Metro Weekly

Field Goals

Wade Davis talks about life on the gridiron, after the NFL and out of the closet

MW: There is a lot of talk these days about CTE (chronic traumatic encephalopathy) and concussion issues in the NFL. I saw Charles Barkley talking about how he felt that basketball and soccer were going to see more kids playing because parents were going to start keeping their children out of football. How do you feel about this, as somebody who got his life in large part through playing football?

DAVIS: If I had a kid I’d let him play football, if he wanted to. Football’s done some amazing things for me. I think it’s hard to take one thing out of a sport and crucify it because of it. Yes, there are a lot of things that need to be changed to make it safer, but there are a lot of things that football gave me. It gave me a sense of worth. It gave me a work ethic. It gave me a sense of family, a sense of community that I may not have gotten anywhere else. It allowed me to find myself and to see my own strength.

MW: Did you ever have concussions?

DAVIS: I remember getting at least two concussions. I never missed a game because of it. That says a lot. But you’re taught that ”you can’t make the club in the tub” — if you’re hurt, especially if you’re a free agent like I was, you can’t miss playing time. The mentality of sports has to change as well, so that a player doesn’t lose his job if he’s out with a concussion. But it’s also a business at the same time, so there are so many things that need to be reconciled. The fact that I have a concussion and I miss two weeks of training camp and I’m a rookie, it means you’re probably cut. There’s nothing you can do about it. So you’ve got rookies who are going to play, who won’t say a word.

_Recorded data_
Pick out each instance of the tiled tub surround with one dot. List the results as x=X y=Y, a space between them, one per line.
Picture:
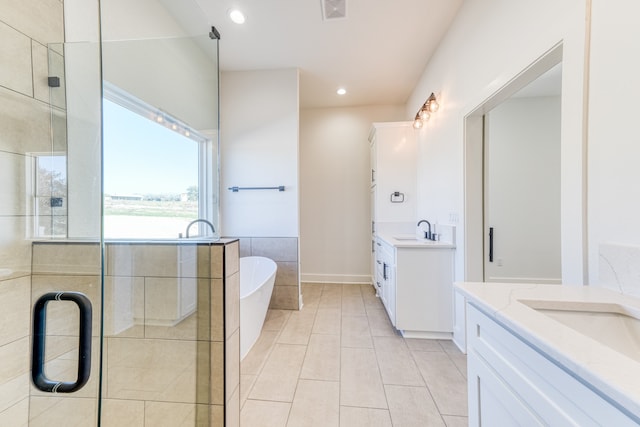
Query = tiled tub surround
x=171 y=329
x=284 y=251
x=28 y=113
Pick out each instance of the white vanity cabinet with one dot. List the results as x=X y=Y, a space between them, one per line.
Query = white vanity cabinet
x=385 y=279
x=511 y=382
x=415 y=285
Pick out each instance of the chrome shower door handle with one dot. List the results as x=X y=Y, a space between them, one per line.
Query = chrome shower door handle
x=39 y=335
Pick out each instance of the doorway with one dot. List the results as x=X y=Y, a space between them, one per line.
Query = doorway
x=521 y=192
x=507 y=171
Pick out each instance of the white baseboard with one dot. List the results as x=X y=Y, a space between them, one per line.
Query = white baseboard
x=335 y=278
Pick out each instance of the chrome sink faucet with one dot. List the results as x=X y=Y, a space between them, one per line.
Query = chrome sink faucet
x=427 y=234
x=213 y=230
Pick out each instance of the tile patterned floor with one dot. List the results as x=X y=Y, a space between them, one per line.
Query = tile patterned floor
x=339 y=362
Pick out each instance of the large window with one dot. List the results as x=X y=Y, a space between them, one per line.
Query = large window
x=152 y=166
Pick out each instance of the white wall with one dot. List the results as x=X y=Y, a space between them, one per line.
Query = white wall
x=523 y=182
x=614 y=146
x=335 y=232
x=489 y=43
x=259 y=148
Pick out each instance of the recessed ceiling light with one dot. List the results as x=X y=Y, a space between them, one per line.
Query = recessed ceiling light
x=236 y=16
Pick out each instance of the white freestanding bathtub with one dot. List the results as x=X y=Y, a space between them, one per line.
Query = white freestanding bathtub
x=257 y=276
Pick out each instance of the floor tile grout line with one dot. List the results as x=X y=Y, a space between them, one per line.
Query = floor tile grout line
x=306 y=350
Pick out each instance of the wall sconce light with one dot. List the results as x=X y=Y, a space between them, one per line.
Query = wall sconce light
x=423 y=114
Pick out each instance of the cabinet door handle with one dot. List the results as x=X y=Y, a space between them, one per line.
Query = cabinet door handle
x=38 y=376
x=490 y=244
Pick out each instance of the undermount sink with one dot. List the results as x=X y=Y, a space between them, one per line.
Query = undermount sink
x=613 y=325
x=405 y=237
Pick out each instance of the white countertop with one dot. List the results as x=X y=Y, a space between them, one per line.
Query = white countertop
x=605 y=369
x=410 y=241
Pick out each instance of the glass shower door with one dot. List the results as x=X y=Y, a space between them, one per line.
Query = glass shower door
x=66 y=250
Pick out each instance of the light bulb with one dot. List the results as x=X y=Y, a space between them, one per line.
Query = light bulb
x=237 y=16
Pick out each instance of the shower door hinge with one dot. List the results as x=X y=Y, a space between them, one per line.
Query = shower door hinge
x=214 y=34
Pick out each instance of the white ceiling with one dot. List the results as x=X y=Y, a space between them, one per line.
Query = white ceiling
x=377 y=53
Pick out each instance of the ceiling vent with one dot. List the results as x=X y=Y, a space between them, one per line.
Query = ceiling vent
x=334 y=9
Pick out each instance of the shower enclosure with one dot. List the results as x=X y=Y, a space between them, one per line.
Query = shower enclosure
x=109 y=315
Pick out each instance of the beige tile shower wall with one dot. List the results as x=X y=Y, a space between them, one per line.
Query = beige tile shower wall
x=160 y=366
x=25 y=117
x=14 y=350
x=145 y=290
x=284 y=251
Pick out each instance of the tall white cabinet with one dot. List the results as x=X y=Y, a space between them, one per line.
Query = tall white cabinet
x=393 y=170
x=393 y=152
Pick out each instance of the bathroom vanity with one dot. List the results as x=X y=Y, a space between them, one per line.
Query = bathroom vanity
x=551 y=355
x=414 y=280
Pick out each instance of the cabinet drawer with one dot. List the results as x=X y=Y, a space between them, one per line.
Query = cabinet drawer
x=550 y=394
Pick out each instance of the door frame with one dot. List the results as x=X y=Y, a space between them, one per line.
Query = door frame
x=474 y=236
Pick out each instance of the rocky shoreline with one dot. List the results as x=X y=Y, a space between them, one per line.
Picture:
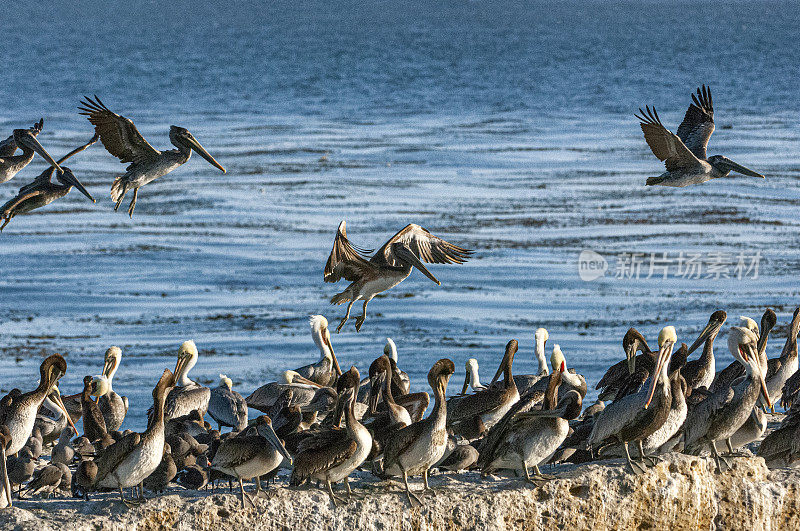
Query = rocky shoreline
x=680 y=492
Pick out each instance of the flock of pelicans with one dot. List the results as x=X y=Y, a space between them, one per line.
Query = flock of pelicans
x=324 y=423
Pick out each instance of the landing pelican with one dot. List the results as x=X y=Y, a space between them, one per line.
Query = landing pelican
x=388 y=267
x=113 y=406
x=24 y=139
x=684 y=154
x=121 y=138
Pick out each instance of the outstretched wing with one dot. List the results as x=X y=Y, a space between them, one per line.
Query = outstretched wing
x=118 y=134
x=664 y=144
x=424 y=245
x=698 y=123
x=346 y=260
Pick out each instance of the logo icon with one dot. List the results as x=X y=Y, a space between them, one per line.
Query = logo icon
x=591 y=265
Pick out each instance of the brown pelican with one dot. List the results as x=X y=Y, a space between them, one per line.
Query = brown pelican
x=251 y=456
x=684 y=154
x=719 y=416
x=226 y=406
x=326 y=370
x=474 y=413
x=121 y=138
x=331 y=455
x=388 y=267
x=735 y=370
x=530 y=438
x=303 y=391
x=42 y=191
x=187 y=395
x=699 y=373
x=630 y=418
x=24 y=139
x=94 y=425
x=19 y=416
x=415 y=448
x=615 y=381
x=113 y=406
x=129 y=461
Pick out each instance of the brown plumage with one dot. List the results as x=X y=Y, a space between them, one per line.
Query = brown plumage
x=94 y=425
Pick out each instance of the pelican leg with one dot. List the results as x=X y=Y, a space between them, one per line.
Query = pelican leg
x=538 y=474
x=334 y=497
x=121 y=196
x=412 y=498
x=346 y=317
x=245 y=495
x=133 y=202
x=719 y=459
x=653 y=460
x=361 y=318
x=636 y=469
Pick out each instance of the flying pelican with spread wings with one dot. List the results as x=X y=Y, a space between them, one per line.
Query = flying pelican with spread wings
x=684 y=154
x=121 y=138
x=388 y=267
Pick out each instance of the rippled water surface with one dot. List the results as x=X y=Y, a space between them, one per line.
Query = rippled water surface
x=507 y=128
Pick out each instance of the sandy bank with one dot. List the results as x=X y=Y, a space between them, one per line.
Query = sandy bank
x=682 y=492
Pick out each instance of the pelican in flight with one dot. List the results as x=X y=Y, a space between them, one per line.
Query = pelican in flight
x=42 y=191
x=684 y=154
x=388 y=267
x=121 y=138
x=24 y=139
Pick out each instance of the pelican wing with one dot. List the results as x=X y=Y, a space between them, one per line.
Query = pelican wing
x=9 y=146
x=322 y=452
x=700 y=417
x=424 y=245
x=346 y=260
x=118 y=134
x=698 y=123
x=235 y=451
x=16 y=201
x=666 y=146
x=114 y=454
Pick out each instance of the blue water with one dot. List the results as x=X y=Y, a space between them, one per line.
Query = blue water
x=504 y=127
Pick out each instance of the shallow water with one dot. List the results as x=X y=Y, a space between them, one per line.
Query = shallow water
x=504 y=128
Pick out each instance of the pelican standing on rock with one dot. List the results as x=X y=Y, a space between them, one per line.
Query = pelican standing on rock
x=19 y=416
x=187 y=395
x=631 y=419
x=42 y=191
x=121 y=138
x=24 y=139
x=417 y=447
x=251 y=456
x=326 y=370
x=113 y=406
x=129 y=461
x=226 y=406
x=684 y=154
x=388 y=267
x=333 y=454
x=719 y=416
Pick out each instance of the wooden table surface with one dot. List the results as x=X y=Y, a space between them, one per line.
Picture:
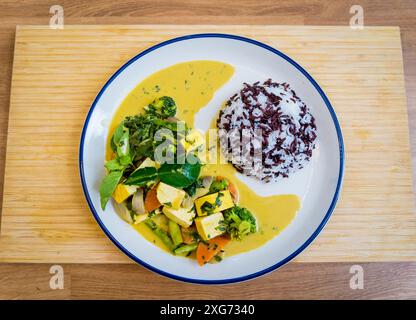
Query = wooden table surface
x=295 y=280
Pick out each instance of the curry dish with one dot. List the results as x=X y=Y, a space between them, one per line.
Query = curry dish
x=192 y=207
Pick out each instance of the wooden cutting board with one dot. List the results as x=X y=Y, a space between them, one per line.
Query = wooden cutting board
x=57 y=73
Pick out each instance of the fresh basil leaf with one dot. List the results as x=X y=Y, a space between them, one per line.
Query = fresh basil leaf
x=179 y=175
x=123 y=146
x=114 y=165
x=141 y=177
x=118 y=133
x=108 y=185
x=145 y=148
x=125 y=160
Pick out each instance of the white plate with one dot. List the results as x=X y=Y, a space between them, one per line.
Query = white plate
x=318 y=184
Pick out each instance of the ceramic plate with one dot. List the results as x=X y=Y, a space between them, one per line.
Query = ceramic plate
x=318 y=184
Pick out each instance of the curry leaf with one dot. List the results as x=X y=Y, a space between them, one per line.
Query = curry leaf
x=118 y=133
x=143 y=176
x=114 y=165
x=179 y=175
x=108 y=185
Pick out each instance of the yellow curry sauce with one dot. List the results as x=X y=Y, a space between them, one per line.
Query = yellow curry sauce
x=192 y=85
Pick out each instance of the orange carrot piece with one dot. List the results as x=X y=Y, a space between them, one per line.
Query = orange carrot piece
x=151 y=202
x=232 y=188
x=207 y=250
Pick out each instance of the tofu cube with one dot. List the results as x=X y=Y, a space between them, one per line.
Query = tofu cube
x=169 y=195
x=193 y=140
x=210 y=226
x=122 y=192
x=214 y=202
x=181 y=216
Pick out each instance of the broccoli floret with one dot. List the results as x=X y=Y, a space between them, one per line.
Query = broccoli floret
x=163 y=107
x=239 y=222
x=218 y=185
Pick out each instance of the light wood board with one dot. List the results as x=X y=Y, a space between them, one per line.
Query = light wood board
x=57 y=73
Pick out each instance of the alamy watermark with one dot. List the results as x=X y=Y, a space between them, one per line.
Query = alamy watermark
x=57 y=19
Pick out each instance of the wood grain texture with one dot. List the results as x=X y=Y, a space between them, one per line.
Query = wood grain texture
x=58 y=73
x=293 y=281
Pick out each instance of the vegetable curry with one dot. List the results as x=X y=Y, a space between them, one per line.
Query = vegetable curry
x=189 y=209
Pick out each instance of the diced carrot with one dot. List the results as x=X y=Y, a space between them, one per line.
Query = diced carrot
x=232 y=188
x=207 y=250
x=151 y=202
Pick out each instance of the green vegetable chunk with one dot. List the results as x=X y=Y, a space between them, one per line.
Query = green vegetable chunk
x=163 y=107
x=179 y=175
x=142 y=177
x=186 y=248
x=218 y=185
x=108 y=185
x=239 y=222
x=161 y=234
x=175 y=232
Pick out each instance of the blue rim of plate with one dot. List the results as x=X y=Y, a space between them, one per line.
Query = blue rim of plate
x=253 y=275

_Aim of the task_
Write the next part of the Wade Davis interview, starting after its last sentence. The data is separate material and has no connection to the Wade Davis interview.

_Answer to this problem_
But that also happens in soccer, it happens in basketball. Players get concussions all the time in those sports, probably not as often, but they play through it. No one can tell me Michael Jordan hasn’t had a concussion in his life. It probably doesn’t happen as often, but it does happen.

MW: These days you’re playing with the gay flag football league. From your own story, you seemed shocked to discover there were sports in the gay community.

DAVIS: Oh, so shocked.

MW: Even when you were first coming into the gay community, moving to New York, why did you still have that idea that gay men don’t do sports?

DAVIS: Again, it’s the masculinity thing. You’re taught that gay men are weak. I got interviewed by this guy on the radio in Chicago and he was like, ”Come on, man, it’s true, gay guys just aren’t as tough.” People actually believe that. I wanted to say, ”If we go outside right now, I will run through you like a Mack truck.” And it’s not even that I’m bigger and stronger, but I have an attitude that comes from playing ”Smear the Queer” where I know at the end of the day you’re going to have to kill me in order to stop me.

That’s why I struggled playing in the gay flag league, because my competitiveness didn’t match. One of my good friends, he’s a good friend of mine now, but when I first was in the league he went up for a pass and I picked the pass off. He fell down to the ground, and I looked down and was like, ”You’d better get in the fuckin’ weight room, kid.” But that was how I acted in football. And they hated me. People in the league hated me for years. I remember a team cheering that I got hurt, because I was that big of an asshole. And I came back on the field saying, ”Bitches, I’m back, what are you gonna do now?”

But that’s just me, so it was very hard for me to play in the gay league. But now I’ve transitioned. I had to stop playing, because my mentality is such that whether I’m playing with gay people or not, I’m going to fucking dominate you and that’s all that I know how to do. I’ll join the board, I’ll teach, but I can’t play anymore, because I’m an asshole on the football field. I’m a different person.

MW: So you’re not playing anymore at all?

DAVIS: I’m the captain of our traveling team and I also play very sparingly in our regular league. I do a lot of teaching and educating and getting guys to understand the game. I think people, straight or gay, don’t understand the small things about the game: what keeping your head on the swivel is; or about going where the quarterback’s going to be, not where he’s at. That’s what I feel like my gift to the league is.

MW: Weren’t you a little overqualified for playing in the league in the first place?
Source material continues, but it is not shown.